(Saved entries)

* begin *

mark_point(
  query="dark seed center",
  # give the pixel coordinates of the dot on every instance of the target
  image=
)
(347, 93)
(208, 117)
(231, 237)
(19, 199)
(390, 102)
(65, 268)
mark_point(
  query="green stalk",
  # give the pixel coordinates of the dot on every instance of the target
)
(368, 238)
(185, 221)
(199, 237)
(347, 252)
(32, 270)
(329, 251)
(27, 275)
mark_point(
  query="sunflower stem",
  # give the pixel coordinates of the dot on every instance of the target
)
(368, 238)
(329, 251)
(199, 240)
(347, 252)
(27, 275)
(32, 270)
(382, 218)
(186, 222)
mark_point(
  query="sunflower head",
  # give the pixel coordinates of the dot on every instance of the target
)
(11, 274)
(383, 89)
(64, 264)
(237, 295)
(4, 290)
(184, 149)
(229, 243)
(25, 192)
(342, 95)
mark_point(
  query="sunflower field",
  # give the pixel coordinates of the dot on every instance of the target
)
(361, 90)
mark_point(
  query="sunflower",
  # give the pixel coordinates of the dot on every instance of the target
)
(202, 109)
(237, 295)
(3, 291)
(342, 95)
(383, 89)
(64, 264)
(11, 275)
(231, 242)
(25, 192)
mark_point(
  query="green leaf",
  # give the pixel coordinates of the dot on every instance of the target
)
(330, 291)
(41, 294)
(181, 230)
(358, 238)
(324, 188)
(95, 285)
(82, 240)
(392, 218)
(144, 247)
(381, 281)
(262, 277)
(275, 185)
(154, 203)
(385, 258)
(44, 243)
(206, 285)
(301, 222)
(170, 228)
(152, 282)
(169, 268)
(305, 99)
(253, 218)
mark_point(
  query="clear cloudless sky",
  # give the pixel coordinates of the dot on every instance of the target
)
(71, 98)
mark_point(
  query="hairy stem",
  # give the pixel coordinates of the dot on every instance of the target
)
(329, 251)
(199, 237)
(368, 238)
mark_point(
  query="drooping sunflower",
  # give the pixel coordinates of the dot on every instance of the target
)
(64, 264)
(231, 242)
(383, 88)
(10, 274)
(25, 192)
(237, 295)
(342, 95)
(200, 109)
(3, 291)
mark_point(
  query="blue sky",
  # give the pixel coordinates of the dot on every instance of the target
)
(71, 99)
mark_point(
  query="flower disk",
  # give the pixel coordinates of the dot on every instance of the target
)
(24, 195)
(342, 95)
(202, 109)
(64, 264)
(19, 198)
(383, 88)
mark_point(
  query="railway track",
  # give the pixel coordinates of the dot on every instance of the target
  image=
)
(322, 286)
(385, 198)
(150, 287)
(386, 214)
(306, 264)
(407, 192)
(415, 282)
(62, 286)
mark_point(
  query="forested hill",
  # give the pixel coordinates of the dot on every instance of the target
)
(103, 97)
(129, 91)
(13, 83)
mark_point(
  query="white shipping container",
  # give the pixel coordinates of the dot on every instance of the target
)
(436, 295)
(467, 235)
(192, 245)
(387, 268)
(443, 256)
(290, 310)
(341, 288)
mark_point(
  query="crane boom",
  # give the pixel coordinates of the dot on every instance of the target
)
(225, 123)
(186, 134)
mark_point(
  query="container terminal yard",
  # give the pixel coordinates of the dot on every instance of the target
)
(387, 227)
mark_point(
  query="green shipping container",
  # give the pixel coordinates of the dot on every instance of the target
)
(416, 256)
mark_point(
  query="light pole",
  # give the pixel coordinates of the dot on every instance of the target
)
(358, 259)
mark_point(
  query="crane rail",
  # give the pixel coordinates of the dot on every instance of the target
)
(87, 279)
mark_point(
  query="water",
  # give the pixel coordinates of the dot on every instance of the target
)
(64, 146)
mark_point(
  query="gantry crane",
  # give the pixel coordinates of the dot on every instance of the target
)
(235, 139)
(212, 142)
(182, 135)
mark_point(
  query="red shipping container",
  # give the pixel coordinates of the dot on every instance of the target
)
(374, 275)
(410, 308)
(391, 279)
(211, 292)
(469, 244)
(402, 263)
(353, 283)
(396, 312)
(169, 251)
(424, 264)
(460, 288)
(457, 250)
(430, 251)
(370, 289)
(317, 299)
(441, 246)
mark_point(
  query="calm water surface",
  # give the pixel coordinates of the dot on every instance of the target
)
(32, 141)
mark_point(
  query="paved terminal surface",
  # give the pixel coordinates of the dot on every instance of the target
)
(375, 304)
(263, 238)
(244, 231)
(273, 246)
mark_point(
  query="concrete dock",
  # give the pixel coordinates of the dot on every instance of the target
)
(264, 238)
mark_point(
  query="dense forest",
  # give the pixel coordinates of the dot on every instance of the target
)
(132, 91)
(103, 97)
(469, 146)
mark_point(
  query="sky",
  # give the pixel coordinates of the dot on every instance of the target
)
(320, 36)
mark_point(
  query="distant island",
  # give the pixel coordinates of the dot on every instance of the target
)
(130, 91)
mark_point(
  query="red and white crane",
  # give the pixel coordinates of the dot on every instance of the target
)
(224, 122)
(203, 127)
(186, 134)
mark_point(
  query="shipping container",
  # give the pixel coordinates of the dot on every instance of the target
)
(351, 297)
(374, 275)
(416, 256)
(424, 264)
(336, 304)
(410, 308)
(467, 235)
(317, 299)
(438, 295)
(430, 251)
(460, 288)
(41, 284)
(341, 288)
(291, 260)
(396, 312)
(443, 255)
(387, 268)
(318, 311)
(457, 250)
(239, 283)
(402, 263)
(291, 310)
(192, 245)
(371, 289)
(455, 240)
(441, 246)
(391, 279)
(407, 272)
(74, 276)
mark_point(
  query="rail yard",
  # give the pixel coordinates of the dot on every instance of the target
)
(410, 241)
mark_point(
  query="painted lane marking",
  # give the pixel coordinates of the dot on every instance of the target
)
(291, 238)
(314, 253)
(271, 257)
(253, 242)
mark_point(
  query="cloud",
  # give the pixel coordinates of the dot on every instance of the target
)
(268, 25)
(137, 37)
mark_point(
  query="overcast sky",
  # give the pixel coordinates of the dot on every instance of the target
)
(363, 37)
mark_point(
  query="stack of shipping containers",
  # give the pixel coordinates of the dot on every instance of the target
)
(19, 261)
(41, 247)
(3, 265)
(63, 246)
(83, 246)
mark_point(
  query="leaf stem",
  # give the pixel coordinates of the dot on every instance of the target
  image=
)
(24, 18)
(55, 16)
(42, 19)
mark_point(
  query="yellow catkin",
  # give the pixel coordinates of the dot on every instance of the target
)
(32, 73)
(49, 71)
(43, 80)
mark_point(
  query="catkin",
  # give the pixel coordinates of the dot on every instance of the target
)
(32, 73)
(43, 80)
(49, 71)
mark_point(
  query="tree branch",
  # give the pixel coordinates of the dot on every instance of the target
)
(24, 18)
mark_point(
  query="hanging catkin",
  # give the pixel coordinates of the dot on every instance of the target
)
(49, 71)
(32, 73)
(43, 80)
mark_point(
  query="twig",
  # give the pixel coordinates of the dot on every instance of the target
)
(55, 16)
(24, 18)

* end *

* _Short problem_:
Write out the entries above word for word.

* _Response below_:
mark_point(
  query="dark seed center",
  # give the pixel coordinates of the dot on every instance of the target
  image=
)
(347, 93)
(208, 117)
(231, 237)
(19, 199)
(390, 102)
(65, 268)
mark_point(
  query="green stalk",
  # give the pixel coordinates of the dot on every instance of the target
)
(368, 238)
(185, 221)
(199, 237)
(347, 252)
(32, 270)
(329, 251)
(27, 275)
mark_point(
  query="sunflower stem",
  # give the pixel coordinates of the dot on every instance of the target
)
(368, 238)
(329, 251)
(199, 240)
(347, 252)
(27, 275)
(32, 270)
(382, 218)
(186, 222)
mark_point(
  query="sunflower head",
  # give the pixel coordinates of the dot on every instance of the target
)
(11, 274)
(383, 89)
(64, 264)
(237, 295)
(4, 290)
(184, 149)
(229, 243)
(25, 192)
(342, 95)
mark_point(
  query="sunflower field",
  # give the pixel coordinates of the dot on every instance of the target
)
(361, 90)
mark_point(
  query="sunflower",
  # give the pixel coordinates of the dot on every instance of the target
)
(202, 109)
(237, 295)
(3, 291)
(342, 95)
(383, 89)
(64, 264)
(11, 275)
(231, 242)
(25, 192)
mark_point(
  query="green leaf",
  # give the pixel coordinates of the dot on every instance of the target
)
(330, 291)
(41, 294)
(181, 230)
(358, 238)
(324, 188)
(95, 285)
(82, 240)
(392, 218)
(144, 247)
(381, 281)
(262, 277)
(275, 185)
(154, 203)
(385, 258)
(44, 243)
(206, 285)
(301, 222)
(170, 228)
(152, 282)
(169, 268)
(305, 99)
(253, 218)
mark_point(
  query="clear cloudless sky",
  # give the pixel coordinates of the dot on every instance of the target
)
(71, 98)
mark_point(
  query="hairy stem",
  # give the pixel coordinates of the dot on every instance of the target
)
(329, 251)
(199, 237)
(368, 238)
mark_point(
  query="drooping sunflower",
  # give the pixel coordinates of the dot on every instance of the target
)
(64, 264)
(231, 242)
(383, 88)
(10, 274)
(25, 192)
(237, 295)
(342, 95)
(200, 109)
(3, 291)
mark_point(
  query="blue sky",
  # give the pixel coordinates of the dot on every instance of the target
)
(71, 99)
mark_point(
  query="flower disk",
  # give the pixel coordinates of the dot on every instance of the target
)
(24, 195)
(342, 95)
(202, 109)
(64, 264)
(19, 198)
(383, 88)
mark_point(
  query="railway track",
  # give the pixel coordinates of the dot on every instance of the target
  image=
)
(322, 286)
(385, 198)
(150, 287)
(386, 214)
(306, 264)
(407, 192)
(415, 282)
(62, 286)
mark_point(
  query="forested hill",
  # give the pixel coordinates of the dot on every instance of the target
)
(103, 97)
(129, 91)
(13, 83)
mark_point(
  query="white shipping container",
  # give the pixel coordinates of the dot on every instance of the target
)
(436, 295)
(467, 235)
(192, 245)
(387, 268)
(443, 256)
(290, 310)
(341, 288)
mark_point(
  query="crane boom",
  # give the pixel coordinates of the dot on every instance of the target
)
(225, 123)
(186, 134)
mark_point(
  query="container terminal yard",
  # give the pixel coordinates of the dot on every instance of the target
)
(387, 227)
mark_point(
  query="green shipping container",
  # give the pixel coordinates of the dot on every instance of the target
)
(416, 256)
mark_point(
  query="light pole",
  # give the pixel coordinates of the dot on every instance of the target
)
(358, 259)
mark_point(
  query="crane rail",
  # give the pixel coordinates of the dot on every instance of the target
)
(87, 279)
mark_point(
  query="water",
  # give the pixel coordinates of the dot on every instance of the target
)
(64, 146)
mark_point(
  query="gantry crane",
  # give the pixel coordinates of the dot on every instance of the target
)
(235, 139)
(212, 142)
(182, 135)
mark_point(
  query="red shipping container",
  # give the pixel coordinates of the dot on every instance of the target
)
(374, 275)
(410, 308)
(391, 279)
(211, 292)
(469, 244)
(402, 263)
(353, 283)
(396, 312)
(169, 251)
(424, 264)
(460, 288)
(457, 250)
(430, 251)
(370, 289)
(317, 299)
(441, 246)
mark_point(
  query="calm water surface",
  # give the pixel coordinates of the dot on every instance of the target
)
(32, 141)
mark_point(
  query="paved terminal surface",
  # give the pixel coordinates of the dot on every instance of the target
)
(375, 304)
(263, 238)
(244, 231)
(273, 246)
mark_point(
  query="concrete dock",
  # give the pixel coordinates of the dot on every instance of the target
)
(264, 238)
mark_point(
  query="dense forest",
  # give the pixel coordinates of the dot on every instance of the target
)
(132, 91)
(103, 97)
(469, 146)
mark_point(
  query="sky",
  # give the pixel coordinates of the dot on every instance of the target
)
(320, 36)
mark_point(
  query="distant island",
  # give the pixel coordinates of the dot on every instance of the target
)
(130, 91)
mark_point(
  query="red and white crane",
  # give the pixel coordinates of the dot on every instance of the target
)
(224, 122)
(203, 127)
(186, 134)
mark_point(
  query="shipping container",
  # give the pixel coordinates of the dot on every instance of the target
)
(351, 297)
(374, 275)
(416, 256)
(424, 264)
(336, 304)
(410, 308)
(467, 235)
(317, 299)
(438, 295)
(430, 251)
(460, 288)
(41, 284)
(341, 288)
(291, 260)
(396, 312)
(443, 255)
(387, 268)
(318, 311)
(457, 250)
(239, 283)
(402, 263)
(291, 310)
(192, 245)
(371, 289)
(455, 240)
(441, 246)
(391, 279)
(407, 272)
(74, 276)
mark_point(
  query="rail yard",
  # give the pixel coordinates of the dot on every instance of the target
)
(410, 241)
mark_point(
  query="painted lane marking",
  # give the pixel coordinates of the dot on every instance of the target
)
(291, 238)
(314, 253)
(271, 257)
(253, 242)
mark_point(
  query="cloud",
  # give the pixel coordinates of the dot on every instance of the target
)
(268, 25)
(137, 37)
mark_point(
  query="overcast sky",
  # give the pixel coordinates of the dot on every instance of the target
)
(363, 37)
mark_point(
  query="stack of shipping containers",
  # give the pixel coordinates of the dot on every instance of the target
)
(19, 261)
(41, 247)
(3, 265)
(63, 246)
(83, 246)
mark_point(
  query="leaf stem",
  # give the pixel coordinates of the dot on every instance of the target
  image=
)
(24, 18)
(55, 16)
(42, 19)
mark_point(
  query="yellow catkin",
  # give the pixel coordinates of the dot on every instance of the target
)
(32, 73)
(49, 71)
(43, 80)
mark_point(
  query="catkin",
  # give the pixel coordinates of the dot on every instance of the target
)
(32, 73)
(43, 80)
(49, 71)
mark_point(
  query="tree branch",
  # give the pixel coordinates of the dot on every instance of the target
)
(24, 18)
mark_point(
  query="hanging catkin",
  # give the pixel coordinates of the dot on every instance of the target
)
(49, 71)
(32, 73)
(43, 80)
mark_point(
  query="twig",
  # give the pixel coordinates of the dot on every instance of the target
)
(55, 16)
(24, 18)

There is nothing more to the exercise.